## About this exercise
The entries below are to be reproduced in full, exactly as written.

## Given data
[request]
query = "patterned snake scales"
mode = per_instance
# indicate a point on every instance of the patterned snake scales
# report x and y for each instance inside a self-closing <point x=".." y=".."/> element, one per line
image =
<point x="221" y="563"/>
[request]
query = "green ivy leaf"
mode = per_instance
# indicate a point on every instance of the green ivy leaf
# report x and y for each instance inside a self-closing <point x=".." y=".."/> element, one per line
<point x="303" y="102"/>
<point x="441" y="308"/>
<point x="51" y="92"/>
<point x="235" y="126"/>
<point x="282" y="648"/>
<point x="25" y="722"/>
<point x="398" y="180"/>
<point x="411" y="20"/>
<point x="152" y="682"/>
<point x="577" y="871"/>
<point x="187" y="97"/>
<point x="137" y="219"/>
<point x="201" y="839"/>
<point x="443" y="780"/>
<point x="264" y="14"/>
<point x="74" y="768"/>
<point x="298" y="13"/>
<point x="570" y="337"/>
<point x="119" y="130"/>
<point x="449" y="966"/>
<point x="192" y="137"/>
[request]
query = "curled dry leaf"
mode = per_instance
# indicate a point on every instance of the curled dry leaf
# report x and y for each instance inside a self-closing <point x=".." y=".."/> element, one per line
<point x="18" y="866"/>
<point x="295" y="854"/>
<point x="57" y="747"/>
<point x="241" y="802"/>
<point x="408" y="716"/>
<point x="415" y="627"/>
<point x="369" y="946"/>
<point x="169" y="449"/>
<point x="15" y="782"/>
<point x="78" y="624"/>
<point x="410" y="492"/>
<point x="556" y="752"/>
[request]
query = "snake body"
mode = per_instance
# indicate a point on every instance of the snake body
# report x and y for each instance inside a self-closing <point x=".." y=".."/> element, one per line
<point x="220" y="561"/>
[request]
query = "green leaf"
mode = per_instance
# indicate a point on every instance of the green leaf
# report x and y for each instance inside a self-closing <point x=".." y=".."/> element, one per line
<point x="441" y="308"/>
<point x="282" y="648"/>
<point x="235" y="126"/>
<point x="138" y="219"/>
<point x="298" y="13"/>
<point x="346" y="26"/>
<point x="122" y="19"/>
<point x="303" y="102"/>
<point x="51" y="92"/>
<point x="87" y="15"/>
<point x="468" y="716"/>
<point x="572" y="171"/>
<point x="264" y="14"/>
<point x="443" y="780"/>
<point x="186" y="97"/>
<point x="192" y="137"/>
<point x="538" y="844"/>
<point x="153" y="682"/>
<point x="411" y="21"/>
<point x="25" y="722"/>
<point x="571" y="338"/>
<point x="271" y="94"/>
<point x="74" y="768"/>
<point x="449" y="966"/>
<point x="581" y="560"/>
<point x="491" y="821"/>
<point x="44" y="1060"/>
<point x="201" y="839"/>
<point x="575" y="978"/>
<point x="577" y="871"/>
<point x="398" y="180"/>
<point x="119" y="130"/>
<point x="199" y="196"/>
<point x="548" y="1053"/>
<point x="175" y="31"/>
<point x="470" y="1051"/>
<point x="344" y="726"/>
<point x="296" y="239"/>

## Result for this task
[request]
query = "patterned snake scales"
mode = per_instance
# indicate a point on every instance of the patterned snake scales
# report x and y for each instance inside a self-closing <point x=".." y=".."/> element, one per line
image =
<point x="221" y="563"/>
[request]
query = "green ivy leaf"
mode = per_instance
# indicate a point on every instance of the green ivy leaf
# report x and y for each instance inside a self-closing <point x=".." y=".."/> element, one per line
<point x="303" y="102"/>
<point x="441" y="308"/>
<point x="51" y="92"/>
<point x="235" y="126"/>
<point x="282" y="648"/>
<point x="25" y="722"/>
<point x="398" y="180"/>
<point x="411" y="20"/>
<point x="152" y="682"/>
<point x="577" y="871"/>
<point x="187" y="97"/>
<point x="137" y="219"/>
<point x="201" y="839"/>
<point x="443" y="780"/>
<point x="264" y="14"/>
<point x="74" y="768"/>
<point x="298" y="13"/>
<point x="570" y="337"/>
<point x="119" y="130"/>
<point x="449" y="966"/>
<point x="192" y="137"/>
[request]
query = "curled dry leaf"
mode = per_instance
# indicate a point on every instance of the curled dry leaf
# report x and y for each instance inside a self-closing <point x=".." y=".."/> element, one per line
<point x="18" y="866"/>
<point x="295" y="854"/>
<point x="57" y="747"/>
<point x="241" y="802"/>
<point x="408" y="716"/>
<point x="415" y="627"/>
<point x="369" y="946"/>
<point x="169" y="449"/>
<point x="15" y="782"/>
<point x="78" y="624"/>
<point x="410" y="492"/>
<point x="556" y="752"/>
[request]
query = "snake body"
mode = per_instance
# indicate a point on every instance of the snake body
# report x and y for each instance inside a self-closing <point x=".." y=".."/> element, one per line
<point x="220" y="561"/>
[request]
query = "green leaf"
mode = per_instance
# indicate a point on every instance of the green leaf
# report x and y for each instance inside a self-closing <point x=".." y=".."/> element, one per line
<point x="441" y="308"/>
<point x="282" y="648"/>
<point x="235" y="126"/>
<point x="138" y="219"/>
<point x="298" y="13"/>
<point x="346" y="26"/>
<point x="122" y="19"/>
<point x="303" y="102"/>
<point x="51" y="92"/>
<point x="87" y="15"/>
<point x="468" y="716"/>
<point x="572" y="171"/>
<point x="264" y="14"/>
<point x="443" y="780"/>
<point x="186" y="97"/>
<point x="192" y="137"/>
<point x="538" y="844"/>
<point x="153" y="682"/>
<point x="411" y="21"/>
<point x="25" y="722"/>
<point x="571" y="338"/>
<point x="271" y="94"/>
<point x="74" y="768"/>
<point x="449" y="966"/>
<point x="581" y="560"/>
<point x="491" y="821"/>
<point x="44" y="1060"/>
<point x="201" y="839"/>
<point x="575" y="978"/>
<point x="577" y="871"/>
<point x="398" y="180"/>
<point x="119" y="130"/>
<point x="199" y="196"/>
<point x="548" y="1053"/>
<point x="175" y="31"/>
<point x="470" y="1051"/>
<point x="344" y="726"/>
<point x="296" y="239"/>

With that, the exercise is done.